Problem requirements: Set down the whole listing verbatim.

Information provided:
*** Block opens ***
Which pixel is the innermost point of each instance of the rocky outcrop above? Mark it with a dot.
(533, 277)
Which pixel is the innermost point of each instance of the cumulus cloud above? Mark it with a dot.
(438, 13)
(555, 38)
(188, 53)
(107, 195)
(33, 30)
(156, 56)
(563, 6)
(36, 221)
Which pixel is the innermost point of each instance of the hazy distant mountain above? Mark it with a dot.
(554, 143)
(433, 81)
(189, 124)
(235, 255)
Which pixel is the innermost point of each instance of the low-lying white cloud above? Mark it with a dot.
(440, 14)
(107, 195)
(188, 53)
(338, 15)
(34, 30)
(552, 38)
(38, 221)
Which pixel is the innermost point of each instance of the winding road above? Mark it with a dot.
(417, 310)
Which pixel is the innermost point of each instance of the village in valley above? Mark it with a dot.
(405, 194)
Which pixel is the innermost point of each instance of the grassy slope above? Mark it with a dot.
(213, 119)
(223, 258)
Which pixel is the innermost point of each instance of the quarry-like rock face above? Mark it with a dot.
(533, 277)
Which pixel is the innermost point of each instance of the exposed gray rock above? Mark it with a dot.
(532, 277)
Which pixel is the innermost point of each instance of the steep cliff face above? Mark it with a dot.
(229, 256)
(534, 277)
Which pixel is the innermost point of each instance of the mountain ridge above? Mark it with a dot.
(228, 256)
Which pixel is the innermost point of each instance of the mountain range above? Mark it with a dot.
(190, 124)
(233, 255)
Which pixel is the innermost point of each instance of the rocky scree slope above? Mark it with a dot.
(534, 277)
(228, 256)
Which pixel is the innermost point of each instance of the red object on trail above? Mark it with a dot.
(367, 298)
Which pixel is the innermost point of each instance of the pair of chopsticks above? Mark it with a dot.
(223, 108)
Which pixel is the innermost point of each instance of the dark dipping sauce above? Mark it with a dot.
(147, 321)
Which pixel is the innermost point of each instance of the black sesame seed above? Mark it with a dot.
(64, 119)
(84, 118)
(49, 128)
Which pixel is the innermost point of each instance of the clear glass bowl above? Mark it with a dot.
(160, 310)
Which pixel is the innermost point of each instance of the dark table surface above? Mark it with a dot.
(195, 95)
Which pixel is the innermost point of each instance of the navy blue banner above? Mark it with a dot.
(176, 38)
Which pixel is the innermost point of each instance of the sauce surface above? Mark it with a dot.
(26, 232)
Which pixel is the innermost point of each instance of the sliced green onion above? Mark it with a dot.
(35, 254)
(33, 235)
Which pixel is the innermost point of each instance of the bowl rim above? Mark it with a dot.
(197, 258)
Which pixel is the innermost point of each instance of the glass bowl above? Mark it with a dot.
*** Block closes ***
The answer:
Which pixel is the innermost point of each instance of the rocky outcrop above? Mark it with a dot.
(533, 277)
Which pixel is the innermost point of each instance of the cumulus cloud above? Mark it with a dot.
(438, 13)
(555, 38)
(188, 53)
(107, 195)
(33, 30)
(156, 56)
(563, 6)
(36, 221)
Which pixel is the innermost point of each instance of the hazy distant mountain above? Mark it with a dot.
(554, 143)
(433, 81)
(189, 124)
(235, 255)
Which pixel is the innermost point of each instance of the low-lying white cloud above? Mark it with a dot.
(440, 14)
(107, 195)
(188, 53)
(338, 15)
(34, 30)
(552, 38)
(38, 221)
Which pixel is the innermost point of each instance of the winding road above? Mark it with a dot.
(417, 310)
Which pixel is the innermost point of each instance of the village in valley above? Mark it with a dot.
(405, 194)
Which pixel is the innermost point of each instance of the grassy slope above? Mark it with a dot.
(213, 119)
(223, 258)
Which pixel is the innermost point of each instance of the quarry-like rock face above? Mark it with a dot.
(533, 277)
Which pixel is the innermost point of each instance of the exposed gray rock above? Mark it with a dot.
(532, 277)
Which pixel is the innermost point of each instance of the steep cliff face above? Mark it with a dot.
(229, 256)
(534, 277)
Which pixel is the innermost point of each instance of the mountain ridge above? Mark it with a dot.
(228, 256)
Which pixel is the innermost point of each instance of the mountain range above? Mark it with a dot.
(190, 124)
(233, 255)
Which pixel is the innermost point of each instance of the rocky scree slope above? Mark it with a dot.
(534, 277)
(228, 256)
Which pixel is the innermost point of each instance of the red object on trail above? Mark it with a dot.
(367, 298)
Which pixel is the innermost point of each instance of the pair of chopsticks above? Mark it with a dot.
(223, 108)
Which pixel is the innermost point of each instance of the dark dipping sauce above? Mark it with a dot.
(147, 321)
Which pixel is the innermost point of each instance of the black sesame seed above? Mark it with a dot.
(64, 119)
(84, 118)
(49, 128)
Which pixel is the innermost point of each instance of the clear glass bowl above? Mark it with a dot.
(160, 310)
Which pixel is the innermost point of each instance of the dark table surface above? Mark it with a dot.
(195, 95)
Which pixel is the innermost point of each instance of the navy blue banner above? Mark it with a dot.
(176, 38)
Which pixel is the innermost point of each instance of the sauce surface above? Mark it with a dot.
(26, 232)
Which pixel is the innermost point of each instance of the sliced green onion above? Mark it with a dot.
(35, 254)
(33, 235)
Which pixel is the innermost point of each instance of the bowl rim above? Mark it with a dot.
(197, 258)
Which pixel is the innermost point of each instance of the glass bowl above? Mark it with a dot.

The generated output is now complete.